** Problem requirements **
Produce word for word the lines of the data below running from the one that has "Query: canvas tent wall" to the one that has "Each point like <point>288,442</point>.", inclusive, and no others.

Extracted records:
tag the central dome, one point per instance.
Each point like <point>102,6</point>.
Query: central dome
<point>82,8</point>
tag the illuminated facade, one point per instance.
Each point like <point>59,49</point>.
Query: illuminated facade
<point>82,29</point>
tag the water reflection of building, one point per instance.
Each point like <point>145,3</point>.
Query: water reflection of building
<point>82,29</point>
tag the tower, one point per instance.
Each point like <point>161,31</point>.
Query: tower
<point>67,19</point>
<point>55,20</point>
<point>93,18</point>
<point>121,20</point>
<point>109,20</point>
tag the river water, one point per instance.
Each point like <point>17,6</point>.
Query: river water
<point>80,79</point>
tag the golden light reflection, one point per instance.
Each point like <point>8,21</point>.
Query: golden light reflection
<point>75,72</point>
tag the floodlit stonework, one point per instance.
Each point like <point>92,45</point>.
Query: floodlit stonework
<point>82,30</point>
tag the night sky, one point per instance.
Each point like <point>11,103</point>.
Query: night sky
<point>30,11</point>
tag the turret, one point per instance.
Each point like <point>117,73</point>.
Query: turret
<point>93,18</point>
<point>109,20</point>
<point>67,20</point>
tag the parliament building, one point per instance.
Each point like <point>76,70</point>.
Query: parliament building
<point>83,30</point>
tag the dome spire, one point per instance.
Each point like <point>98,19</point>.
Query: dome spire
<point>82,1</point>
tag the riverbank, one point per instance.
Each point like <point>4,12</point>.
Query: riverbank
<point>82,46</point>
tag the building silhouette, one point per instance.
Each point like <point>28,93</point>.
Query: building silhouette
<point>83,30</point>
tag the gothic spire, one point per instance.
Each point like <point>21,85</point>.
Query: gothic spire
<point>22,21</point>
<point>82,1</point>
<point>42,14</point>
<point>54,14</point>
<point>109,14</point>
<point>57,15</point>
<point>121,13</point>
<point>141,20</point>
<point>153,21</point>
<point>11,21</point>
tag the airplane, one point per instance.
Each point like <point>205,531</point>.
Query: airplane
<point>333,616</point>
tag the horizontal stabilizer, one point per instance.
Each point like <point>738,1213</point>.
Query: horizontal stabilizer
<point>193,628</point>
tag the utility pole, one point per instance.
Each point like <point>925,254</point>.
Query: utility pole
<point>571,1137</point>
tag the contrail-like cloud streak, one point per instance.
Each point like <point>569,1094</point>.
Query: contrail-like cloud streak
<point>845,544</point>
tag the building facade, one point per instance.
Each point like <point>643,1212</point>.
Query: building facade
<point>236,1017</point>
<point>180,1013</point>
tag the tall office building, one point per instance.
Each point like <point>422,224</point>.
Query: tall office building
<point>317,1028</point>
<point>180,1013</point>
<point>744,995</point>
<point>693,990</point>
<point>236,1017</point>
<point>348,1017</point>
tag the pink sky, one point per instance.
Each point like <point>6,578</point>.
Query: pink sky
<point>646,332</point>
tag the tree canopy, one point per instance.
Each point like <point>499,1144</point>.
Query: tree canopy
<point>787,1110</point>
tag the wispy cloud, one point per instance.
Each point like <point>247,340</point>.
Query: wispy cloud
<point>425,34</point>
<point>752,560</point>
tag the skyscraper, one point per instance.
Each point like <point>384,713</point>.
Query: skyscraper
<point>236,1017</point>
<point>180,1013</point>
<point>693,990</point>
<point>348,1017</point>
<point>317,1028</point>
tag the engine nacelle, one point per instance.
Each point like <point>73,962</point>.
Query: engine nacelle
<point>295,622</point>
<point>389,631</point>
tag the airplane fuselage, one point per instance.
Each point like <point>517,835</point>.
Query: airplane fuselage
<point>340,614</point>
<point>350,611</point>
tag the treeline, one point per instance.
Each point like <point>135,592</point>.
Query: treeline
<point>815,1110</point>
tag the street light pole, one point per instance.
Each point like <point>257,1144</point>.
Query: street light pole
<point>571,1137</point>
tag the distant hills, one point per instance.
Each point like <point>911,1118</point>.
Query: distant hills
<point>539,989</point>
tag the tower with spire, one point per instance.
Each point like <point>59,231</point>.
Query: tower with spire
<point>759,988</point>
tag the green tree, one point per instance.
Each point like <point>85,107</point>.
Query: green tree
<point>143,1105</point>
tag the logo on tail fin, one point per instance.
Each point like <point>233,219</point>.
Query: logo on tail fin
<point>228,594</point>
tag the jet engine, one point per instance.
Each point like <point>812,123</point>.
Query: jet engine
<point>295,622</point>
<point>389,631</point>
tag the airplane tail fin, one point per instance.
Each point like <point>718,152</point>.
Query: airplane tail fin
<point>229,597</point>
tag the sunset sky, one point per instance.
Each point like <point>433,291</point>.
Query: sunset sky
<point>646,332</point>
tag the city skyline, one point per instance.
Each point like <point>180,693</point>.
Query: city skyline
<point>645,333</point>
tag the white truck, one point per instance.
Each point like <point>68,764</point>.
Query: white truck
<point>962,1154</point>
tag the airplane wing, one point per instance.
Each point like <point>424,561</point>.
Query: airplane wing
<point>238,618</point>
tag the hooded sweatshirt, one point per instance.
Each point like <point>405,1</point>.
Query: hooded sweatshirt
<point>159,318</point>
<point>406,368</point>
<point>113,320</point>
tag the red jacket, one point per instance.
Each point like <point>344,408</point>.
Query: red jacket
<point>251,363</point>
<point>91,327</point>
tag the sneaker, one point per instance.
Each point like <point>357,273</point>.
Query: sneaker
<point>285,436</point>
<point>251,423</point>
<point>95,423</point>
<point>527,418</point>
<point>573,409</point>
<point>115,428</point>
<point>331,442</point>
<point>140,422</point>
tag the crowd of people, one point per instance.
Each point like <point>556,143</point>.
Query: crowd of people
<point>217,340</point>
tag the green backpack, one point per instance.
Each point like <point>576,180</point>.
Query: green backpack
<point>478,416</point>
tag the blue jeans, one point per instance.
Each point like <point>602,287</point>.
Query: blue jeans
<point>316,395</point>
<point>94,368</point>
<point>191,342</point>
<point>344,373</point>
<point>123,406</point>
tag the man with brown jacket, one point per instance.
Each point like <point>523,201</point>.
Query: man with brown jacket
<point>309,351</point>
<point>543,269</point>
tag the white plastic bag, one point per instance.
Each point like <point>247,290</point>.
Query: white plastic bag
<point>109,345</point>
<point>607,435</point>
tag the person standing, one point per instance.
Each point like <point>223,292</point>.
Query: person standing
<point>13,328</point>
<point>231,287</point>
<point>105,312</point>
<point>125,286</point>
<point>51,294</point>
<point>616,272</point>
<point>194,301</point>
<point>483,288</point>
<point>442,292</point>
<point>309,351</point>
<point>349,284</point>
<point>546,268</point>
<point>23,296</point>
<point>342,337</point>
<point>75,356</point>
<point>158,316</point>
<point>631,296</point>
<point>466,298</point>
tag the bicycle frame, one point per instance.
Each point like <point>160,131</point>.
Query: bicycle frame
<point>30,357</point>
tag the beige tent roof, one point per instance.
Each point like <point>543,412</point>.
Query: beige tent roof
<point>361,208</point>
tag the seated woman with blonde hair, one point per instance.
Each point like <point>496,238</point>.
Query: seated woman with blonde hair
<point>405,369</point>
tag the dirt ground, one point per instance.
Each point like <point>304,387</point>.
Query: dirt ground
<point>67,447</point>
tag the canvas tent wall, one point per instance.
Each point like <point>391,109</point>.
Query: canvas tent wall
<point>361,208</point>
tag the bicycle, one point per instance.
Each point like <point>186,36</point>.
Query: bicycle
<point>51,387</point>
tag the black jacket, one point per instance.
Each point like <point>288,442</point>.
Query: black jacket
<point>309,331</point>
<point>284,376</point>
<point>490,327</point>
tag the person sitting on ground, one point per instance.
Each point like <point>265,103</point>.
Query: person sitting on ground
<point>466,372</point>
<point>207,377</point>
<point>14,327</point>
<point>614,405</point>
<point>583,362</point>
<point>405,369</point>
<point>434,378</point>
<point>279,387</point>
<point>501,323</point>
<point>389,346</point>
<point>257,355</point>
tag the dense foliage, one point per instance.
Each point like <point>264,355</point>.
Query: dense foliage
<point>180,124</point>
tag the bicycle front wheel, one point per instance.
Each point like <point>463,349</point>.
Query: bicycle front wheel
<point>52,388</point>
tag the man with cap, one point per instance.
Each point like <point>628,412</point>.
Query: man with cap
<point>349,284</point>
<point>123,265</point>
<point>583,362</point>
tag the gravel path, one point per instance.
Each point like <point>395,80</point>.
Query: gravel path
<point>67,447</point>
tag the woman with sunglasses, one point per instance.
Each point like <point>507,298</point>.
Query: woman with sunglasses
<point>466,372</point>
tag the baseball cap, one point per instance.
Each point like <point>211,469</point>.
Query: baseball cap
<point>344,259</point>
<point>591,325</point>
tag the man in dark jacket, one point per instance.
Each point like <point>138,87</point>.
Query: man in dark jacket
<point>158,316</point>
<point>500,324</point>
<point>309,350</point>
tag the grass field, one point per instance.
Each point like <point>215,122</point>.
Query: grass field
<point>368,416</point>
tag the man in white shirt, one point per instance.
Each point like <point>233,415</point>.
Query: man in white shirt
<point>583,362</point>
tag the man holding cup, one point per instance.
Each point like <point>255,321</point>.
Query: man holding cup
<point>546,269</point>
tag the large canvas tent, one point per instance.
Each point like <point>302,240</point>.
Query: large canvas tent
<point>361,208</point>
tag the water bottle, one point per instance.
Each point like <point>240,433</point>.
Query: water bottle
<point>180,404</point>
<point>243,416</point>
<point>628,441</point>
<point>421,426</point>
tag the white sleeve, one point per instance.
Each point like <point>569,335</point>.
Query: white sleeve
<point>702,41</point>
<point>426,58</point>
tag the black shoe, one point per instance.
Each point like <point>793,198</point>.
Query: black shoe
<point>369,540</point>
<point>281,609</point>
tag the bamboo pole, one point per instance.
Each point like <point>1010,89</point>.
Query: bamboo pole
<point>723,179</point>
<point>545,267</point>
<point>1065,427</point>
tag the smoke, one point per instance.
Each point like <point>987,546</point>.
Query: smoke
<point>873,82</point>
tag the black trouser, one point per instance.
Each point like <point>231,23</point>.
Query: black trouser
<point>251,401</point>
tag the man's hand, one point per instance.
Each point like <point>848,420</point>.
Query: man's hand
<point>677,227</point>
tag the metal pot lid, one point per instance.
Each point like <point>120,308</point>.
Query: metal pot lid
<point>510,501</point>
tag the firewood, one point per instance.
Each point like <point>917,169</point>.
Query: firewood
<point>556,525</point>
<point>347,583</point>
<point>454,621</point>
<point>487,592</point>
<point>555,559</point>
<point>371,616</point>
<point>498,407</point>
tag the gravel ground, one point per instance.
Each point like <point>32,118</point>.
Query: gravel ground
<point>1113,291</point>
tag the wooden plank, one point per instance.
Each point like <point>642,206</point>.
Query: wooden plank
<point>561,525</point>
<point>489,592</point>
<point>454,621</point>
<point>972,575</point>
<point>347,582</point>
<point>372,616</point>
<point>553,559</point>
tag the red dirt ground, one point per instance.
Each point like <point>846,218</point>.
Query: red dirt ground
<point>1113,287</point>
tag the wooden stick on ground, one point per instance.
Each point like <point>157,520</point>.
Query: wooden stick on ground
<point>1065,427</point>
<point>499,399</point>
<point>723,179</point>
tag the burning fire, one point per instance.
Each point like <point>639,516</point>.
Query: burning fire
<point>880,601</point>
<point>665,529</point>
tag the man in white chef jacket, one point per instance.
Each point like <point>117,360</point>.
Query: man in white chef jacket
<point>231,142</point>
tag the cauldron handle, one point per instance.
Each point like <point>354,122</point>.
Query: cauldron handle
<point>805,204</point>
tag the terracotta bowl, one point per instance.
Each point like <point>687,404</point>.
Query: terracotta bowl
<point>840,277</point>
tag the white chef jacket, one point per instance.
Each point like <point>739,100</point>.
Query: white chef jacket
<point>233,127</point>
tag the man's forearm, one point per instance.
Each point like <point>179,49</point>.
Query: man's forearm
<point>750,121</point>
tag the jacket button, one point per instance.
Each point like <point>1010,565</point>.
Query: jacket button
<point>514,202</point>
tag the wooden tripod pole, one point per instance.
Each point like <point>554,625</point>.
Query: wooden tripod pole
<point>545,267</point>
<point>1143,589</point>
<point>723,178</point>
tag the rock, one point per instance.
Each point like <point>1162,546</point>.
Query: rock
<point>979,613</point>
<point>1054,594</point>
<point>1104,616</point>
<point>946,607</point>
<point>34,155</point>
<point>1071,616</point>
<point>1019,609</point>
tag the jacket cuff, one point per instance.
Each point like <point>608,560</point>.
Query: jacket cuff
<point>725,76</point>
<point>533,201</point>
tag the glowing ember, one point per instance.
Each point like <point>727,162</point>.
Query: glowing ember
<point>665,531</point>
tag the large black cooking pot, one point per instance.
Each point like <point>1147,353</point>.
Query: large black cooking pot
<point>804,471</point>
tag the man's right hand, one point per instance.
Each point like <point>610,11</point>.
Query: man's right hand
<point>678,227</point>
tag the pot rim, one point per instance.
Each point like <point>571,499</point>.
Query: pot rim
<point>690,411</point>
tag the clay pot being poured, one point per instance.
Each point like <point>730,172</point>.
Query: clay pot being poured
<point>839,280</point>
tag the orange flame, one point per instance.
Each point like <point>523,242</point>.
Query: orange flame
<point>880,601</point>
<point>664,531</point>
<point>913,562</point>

** Problem solution **
Query: canvas tent wall
<point>361,208</point>
tag the bicycle, one point per instance.
Each point like <point>186,36</point>.
Query: bicycle
<point>51,387</point>
tag the black jacket, one point per instance.
Each point like <point>288,442</point>.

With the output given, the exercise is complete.